— WHAT TO WORK ON —
All lines below containing "blue" are to be listed.

(MATERIAL PROVIDED begins)

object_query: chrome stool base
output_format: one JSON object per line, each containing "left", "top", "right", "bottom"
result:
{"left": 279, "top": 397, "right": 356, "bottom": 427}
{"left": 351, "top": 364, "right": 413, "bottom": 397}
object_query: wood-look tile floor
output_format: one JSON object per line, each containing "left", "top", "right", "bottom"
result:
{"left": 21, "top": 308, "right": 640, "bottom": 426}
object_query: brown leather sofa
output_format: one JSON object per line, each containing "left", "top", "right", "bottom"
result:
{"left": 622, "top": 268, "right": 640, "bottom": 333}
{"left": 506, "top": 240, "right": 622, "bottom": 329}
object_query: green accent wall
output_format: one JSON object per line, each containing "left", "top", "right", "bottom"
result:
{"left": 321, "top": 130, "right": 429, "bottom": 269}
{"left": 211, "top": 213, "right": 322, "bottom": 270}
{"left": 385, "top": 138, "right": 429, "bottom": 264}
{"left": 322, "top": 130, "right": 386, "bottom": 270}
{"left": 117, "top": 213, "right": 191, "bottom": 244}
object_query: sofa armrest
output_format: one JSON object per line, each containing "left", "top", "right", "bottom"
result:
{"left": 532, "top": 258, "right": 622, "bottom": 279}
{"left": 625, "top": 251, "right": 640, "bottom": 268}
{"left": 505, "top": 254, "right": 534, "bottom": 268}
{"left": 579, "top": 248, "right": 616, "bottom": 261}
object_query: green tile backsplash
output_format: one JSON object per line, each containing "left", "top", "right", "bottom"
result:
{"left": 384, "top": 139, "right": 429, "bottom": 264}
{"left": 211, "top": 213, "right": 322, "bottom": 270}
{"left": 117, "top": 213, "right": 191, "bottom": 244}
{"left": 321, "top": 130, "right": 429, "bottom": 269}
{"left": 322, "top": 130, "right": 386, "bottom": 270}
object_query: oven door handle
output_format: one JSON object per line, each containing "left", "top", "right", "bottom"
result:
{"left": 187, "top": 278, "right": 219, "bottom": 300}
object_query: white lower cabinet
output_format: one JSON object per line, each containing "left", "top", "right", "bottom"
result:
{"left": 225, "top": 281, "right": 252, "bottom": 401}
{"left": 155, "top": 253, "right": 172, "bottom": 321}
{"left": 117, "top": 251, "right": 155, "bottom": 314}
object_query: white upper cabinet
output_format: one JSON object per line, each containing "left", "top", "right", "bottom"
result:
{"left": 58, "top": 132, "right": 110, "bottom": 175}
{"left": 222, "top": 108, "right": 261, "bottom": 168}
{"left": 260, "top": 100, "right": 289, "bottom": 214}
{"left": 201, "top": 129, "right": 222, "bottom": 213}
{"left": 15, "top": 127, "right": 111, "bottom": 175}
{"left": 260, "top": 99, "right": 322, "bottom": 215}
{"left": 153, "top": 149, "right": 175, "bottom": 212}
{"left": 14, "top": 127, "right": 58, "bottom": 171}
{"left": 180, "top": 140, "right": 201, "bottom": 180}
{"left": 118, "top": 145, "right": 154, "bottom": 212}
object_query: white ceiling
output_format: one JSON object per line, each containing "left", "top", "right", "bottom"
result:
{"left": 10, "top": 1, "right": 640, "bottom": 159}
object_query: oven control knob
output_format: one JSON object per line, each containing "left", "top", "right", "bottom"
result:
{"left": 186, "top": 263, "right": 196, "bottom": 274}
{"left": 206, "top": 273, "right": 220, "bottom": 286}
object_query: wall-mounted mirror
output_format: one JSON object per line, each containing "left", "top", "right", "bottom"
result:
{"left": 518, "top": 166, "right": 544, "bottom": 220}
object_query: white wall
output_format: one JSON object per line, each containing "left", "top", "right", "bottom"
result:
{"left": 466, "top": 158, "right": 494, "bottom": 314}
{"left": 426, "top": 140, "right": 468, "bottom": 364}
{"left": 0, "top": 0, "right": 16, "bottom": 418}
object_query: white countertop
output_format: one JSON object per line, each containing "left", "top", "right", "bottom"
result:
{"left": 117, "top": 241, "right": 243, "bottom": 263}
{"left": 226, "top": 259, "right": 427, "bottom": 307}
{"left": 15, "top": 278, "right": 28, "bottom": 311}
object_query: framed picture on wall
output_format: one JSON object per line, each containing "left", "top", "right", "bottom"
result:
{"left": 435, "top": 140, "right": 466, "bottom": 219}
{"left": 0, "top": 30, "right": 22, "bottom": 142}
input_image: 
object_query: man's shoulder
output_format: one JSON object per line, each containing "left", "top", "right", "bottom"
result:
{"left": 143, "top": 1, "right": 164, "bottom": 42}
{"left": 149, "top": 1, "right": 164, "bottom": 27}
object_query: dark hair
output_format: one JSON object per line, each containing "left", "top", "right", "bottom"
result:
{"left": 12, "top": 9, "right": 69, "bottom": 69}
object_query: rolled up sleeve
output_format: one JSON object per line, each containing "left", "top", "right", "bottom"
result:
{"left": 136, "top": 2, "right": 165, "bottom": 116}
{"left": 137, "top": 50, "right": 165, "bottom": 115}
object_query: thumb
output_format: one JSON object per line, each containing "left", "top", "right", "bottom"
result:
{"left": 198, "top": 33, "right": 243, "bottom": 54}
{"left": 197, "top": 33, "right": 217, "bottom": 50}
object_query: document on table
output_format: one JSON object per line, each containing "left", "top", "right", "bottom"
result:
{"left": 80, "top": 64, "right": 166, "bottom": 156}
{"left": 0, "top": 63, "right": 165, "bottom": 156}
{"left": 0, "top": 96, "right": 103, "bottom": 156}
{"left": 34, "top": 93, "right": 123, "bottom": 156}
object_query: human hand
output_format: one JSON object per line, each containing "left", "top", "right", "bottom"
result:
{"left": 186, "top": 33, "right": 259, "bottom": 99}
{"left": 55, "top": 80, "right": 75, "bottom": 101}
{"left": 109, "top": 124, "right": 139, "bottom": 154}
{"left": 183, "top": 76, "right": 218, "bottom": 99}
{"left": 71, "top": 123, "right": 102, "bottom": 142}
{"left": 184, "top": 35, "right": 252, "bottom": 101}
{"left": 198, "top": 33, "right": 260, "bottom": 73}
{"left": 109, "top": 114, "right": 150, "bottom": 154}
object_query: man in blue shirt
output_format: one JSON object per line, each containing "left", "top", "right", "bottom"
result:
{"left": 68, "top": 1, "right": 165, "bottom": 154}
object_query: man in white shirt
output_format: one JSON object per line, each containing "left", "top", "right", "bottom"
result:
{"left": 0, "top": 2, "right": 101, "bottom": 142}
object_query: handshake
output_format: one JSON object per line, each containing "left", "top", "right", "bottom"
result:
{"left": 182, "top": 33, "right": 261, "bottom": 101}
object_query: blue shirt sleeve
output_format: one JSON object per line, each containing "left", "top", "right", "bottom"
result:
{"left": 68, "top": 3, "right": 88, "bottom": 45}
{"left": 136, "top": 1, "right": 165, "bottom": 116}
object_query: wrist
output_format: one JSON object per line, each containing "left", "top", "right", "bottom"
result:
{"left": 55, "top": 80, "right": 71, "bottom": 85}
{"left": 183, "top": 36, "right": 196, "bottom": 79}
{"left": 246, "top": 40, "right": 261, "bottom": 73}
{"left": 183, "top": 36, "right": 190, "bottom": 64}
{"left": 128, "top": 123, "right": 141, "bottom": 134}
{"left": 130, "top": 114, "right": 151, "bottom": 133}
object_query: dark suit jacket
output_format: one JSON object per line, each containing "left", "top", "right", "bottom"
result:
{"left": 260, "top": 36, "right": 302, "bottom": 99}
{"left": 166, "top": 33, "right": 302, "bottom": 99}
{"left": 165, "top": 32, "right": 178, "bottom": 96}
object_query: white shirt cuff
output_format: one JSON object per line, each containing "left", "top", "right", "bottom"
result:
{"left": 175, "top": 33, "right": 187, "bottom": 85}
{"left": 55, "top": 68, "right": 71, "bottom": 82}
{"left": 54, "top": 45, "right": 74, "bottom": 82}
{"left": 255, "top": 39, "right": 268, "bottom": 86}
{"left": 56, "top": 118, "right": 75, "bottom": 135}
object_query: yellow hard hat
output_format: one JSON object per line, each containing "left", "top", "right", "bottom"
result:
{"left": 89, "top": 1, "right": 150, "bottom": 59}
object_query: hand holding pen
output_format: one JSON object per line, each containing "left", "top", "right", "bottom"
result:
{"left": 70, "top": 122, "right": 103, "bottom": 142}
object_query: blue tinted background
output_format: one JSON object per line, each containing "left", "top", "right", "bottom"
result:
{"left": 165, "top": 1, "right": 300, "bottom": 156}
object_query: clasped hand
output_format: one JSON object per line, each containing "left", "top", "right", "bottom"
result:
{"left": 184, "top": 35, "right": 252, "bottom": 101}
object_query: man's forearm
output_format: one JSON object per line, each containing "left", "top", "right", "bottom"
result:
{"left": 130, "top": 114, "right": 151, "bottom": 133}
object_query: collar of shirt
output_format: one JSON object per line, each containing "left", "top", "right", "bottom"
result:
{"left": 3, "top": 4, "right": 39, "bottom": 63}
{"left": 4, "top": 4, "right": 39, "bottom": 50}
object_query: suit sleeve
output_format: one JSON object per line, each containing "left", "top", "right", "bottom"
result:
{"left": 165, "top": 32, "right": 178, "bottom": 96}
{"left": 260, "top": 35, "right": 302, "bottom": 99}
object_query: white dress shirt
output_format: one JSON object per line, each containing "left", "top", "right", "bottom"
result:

(MATERIAL PROVIDED ends)

— SOLUTION —
object_query: man in blue shirt
object_query: blue shirt sleeve
object_query: blue tinted background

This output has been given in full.